- やること
A. オスマン帝国についての本文から、「オスマン帝国がヤバい理由」から「拡大のしかた、歴史上他に類をみません。。」までを一字も変えずに抜き出すこと。
B. オスマン帝国についての本文で「言っておくと」で始まる段落を、主な事実を残したまま短く書き直すこと。

- 本文テキスト
|---|

オスマン帝国がヤバい理由

オスマン帝国──歴史をかじった人なら、一度はこの名前を聞いたことがあるはず。一応現トルコ共和国の前身なんですが、はっきり言って、規模も仕組みも、そしてやってることも、ヤバいほど別物。

 

言っておくとこの「ヤバい」って、最近の用法でいう「すごい!」とか「でかい!」というポジティブな方向だけじゃあないですからね。もちろんそういうヤバさもありますよ。たとえば、トルコの片隅からスタートした小国が、わずか100年ほどで東ローマ帝国の首都・コンスタンティノープルを落とし、バルカン、中東、北アフリカまでを飲み込むスピード感。こんな拡大のしかた、歴史上他に類をみません。。

 

そして異民族支配を成功させたミッレト制度や、奴隷をエリート官僚や兵士に育て上げるイェニチェリ制度みたいな、寛容性を担保するシステム、こういうのは本当に良い意味でヤバい(スゴい)。

 

・・・・がです!!

|---|

- データの行
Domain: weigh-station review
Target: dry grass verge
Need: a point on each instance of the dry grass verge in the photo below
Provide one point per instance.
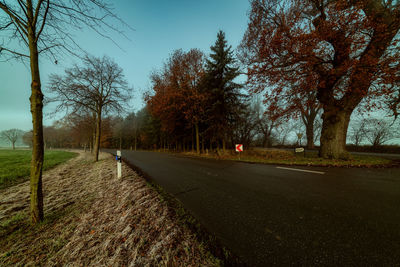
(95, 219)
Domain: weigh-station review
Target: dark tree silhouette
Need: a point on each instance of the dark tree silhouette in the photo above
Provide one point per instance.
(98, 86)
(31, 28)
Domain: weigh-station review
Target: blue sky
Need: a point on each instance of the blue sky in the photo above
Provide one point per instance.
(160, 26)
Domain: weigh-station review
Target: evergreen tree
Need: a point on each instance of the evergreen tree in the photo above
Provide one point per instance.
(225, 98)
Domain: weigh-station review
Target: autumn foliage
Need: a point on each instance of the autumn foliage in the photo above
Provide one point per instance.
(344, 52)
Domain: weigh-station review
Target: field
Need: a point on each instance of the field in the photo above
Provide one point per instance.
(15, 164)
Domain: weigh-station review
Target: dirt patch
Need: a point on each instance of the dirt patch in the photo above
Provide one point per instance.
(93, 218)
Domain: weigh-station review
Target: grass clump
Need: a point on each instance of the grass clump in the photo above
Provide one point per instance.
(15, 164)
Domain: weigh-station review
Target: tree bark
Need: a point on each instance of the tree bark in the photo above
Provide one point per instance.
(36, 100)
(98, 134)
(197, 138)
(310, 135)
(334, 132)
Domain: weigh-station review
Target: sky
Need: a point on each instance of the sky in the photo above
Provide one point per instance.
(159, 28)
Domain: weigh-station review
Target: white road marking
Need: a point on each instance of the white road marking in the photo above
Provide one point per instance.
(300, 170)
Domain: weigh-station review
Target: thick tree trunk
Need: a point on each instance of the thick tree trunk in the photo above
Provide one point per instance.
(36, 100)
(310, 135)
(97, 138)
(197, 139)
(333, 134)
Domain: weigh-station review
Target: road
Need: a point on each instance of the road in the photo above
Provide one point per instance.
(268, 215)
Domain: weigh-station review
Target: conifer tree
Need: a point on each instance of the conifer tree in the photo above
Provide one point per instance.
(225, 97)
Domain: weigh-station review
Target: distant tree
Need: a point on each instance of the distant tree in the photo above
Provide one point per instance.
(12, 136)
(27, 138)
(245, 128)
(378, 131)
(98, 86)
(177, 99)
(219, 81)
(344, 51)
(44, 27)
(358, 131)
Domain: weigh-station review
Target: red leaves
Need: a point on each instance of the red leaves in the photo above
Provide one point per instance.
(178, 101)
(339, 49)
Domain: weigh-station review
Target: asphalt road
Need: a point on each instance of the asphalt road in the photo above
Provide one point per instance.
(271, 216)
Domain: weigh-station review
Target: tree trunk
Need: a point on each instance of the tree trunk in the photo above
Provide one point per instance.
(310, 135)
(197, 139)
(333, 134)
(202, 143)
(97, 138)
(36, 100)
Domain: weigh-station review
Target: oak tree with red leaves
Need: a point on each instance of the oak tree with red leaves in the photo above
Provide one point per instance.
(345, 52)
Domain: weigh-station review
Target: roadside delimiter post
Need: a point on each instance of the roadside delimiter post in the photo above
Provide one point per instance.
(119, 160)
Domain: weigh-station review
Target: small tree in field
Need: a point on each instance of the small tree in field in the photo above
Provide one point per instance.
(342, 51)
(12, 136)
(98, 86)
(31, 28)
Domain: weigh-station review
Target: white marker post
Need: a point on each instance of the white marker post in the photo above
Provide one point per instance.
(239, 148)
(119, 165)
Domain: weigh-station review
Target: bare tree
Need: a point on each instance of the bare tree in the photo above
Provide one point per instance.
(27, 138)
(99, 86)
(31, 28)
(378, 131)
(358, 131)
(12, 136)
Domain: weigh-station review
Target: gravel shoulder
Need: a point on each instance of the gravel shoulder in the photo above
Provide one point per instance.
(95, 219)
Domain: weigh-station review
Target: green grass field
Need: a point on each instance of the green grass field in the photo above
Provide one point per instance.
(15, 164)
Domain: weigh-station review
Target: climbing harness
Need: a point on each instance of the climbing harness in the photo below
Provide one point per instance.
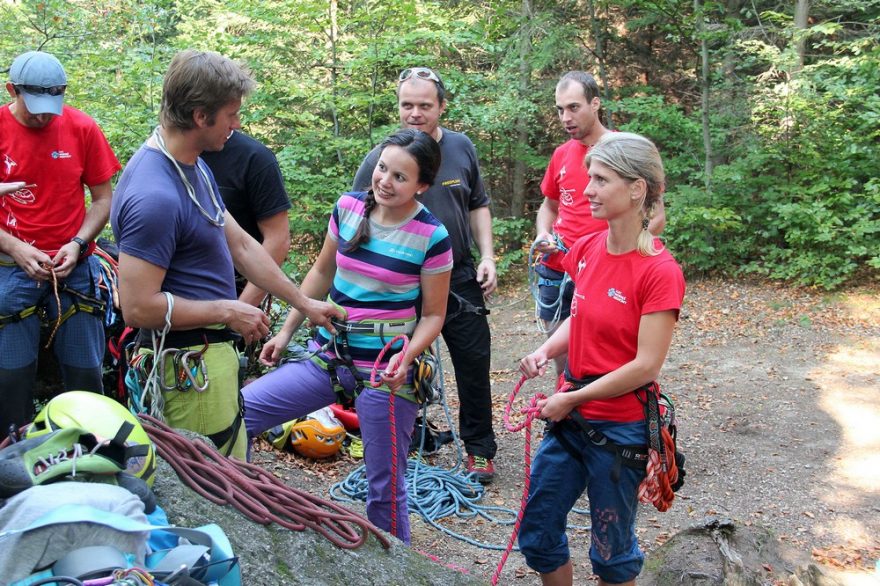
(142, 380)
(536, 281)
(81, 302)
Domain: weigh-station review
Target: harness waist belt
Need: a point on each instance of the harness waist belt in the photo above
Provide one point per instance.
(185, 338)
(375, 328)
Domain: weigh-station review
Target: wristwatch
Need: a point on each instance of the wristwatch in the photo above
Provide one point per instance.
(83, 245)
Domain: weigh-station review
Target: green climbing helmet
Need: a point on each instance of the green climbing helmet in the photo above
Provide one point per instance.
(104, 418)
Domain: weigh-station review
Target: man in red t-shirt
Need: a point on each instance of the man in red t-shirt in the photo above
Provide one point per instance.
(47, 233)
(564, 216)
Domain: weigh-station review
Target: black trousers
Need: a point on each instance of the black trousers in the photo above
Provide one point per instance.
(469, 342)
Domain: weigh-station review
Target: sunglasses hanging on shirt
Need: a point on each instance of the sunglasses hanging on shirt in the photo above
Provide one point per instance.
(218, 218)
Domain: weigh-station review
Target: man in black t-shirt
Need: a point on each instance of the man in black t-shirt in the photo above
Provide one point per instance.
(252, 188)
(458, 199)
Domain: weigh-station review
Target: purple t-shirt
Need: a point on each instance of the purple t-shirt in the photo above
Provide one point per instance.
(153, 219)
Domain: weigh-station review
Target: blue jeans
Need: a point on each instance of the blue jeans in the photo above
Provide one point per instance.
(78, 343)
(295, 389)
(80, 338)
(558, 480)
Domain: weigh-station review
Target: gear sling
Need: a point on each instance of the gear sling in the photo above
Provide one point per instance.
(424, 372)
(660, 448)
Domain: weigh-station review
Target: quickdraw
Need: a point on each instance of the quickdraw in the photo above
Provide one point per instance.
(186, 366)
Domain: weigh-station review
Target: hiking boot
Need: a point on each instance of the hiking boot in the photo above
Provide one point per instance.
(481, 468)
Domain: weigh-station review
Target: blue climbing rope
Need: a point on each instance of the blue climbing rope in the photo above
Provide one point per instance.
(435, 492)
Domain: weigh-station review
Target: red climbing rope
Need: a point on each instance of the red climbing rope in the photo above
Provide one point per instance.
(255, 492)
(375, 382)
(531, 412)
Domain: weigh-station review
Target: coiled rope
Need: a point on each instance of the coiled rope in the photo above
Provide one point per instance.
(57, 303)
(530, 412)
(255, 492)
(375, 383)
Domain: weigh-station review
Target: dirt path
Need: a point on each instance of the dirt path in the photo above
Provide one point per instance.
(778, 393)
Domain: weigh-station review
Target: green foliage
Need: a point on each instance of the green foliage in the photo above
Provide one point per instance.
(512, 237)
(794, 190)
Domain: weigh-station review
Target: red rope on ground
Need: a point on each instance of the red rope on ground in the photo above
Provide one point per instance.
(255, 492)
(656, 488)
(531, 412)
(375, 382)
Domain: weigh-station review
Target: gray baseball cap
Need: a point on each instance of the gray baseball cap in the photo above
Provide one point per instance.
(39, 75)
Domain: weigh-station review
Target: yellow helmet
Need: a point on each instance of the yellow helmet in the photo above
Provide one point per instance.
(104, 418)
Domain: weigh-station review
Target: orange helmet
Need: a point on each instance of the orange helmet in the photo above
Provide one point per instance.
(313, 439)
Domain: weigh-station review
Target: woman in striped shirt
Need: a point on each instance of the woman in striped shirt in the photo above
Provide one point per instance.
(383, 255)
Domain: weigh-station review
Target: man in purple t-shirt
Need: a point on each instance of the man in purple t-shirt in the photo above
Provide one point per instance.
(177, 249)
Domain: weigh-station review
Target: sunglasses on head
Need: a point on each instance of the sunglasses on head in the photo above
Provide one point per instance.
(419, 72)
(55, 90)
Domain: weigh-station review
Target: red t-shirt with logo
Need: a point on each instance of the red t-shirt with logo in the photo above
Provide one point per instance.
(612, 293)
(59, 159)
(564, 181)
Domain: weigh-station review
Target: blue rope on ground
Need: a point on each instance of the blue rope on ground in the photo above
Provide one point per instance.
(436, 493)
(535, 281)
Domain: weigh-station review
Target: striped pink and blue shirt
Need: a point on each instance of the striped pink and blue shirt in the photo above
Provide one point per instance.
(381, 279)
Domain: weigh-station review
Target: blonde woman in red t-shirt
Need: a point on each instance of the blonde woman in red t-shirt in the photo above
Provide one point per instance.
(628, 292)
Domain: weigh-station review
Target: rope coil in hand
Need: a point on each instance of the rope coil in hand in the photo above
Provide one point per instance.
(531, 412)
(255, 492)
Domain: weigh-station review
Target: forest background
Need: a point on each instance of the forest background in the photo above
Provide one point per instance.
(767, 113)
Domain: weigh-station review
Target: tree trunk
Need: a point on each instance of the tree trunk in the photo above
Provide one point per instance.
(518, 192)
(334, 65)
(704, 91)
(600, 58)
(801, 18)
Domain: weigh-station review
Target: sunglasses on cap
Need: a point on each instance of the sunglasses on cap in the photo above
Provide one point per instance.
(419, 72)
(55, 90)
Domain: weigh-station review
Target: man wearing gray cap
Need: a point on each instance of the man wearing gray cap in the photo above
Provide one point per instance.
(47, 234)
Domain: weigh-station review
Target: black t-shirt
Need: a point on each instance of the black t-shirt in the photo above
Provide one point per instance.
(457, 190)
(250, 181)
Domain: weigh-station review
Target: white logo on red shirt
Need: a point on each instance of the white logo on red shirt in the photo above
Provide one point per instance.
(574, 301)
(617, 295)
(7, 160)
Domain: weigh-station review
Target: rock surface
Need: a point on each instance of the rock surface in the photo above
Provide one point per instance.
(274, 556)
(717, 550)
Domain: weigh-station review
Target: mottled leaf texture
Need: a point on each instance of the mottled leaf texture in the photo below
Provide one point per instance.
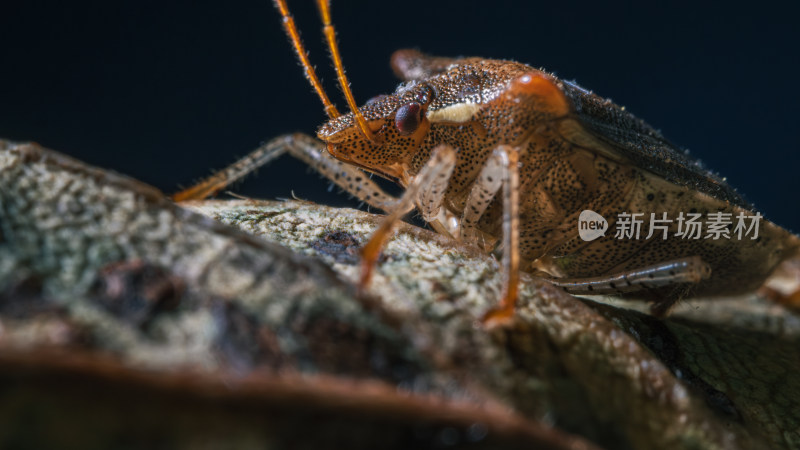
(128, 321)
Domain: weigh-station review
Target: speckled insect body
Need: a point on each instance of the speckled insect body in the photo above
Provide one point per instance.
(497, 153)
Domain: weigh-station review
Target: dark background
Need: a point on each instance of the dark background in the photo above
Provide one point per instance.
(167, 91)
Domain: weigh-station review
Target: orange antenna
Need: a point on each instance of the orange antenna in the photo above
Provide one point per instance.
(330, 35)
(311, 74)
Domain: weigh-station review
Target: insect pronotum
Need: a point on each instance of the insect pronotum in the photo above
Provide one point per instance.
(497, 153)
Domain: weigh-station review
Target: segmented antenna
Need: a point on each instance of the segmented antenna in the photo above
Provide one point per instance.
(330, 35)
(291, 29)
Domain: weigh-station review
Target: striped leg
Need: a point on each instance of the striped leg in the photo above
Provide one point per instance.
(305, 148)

|---|

- 期待される出力
A.
オスマン帝国がヤバい理由

オスマン帝国──歴史をかじった人なら、一度はこの名前を聞いたことがあるはず。一応現トルコ共和国の前身なんですが、はっきり言って、規模も仕組みも、そしてやってることも、ヤバいほど別物。

 

言っておくとこの「ヤバい」って、最近の用法でいう「すごい!」とか「でかい!」というポジティブな方向だけじゃあないですからね。もちろんそういうヤバさもありますよ。たとえば、トルコの片隅からスタートした小国が、わずか100年ほどで東ローマ帝国の首都・コンスタンティノープルを落とし、バルカン、中東、北アフリカまでを飲み込むスピード感。こんな拡大のしかた、歴史上他に類をみません。。

B. この「ヤバい」は「すごい」「でかい」といった良い意味だけではないが、そうしたヤバさもある。トルコの片隅から始まった小国が、わずか100年ほどで東ローマ帝国の首都コンスタンティノープルを落とし、バルカン、中東、北アフリカまでを飲み込んだ。このような速さの拡大は歴史上ほかに例がない。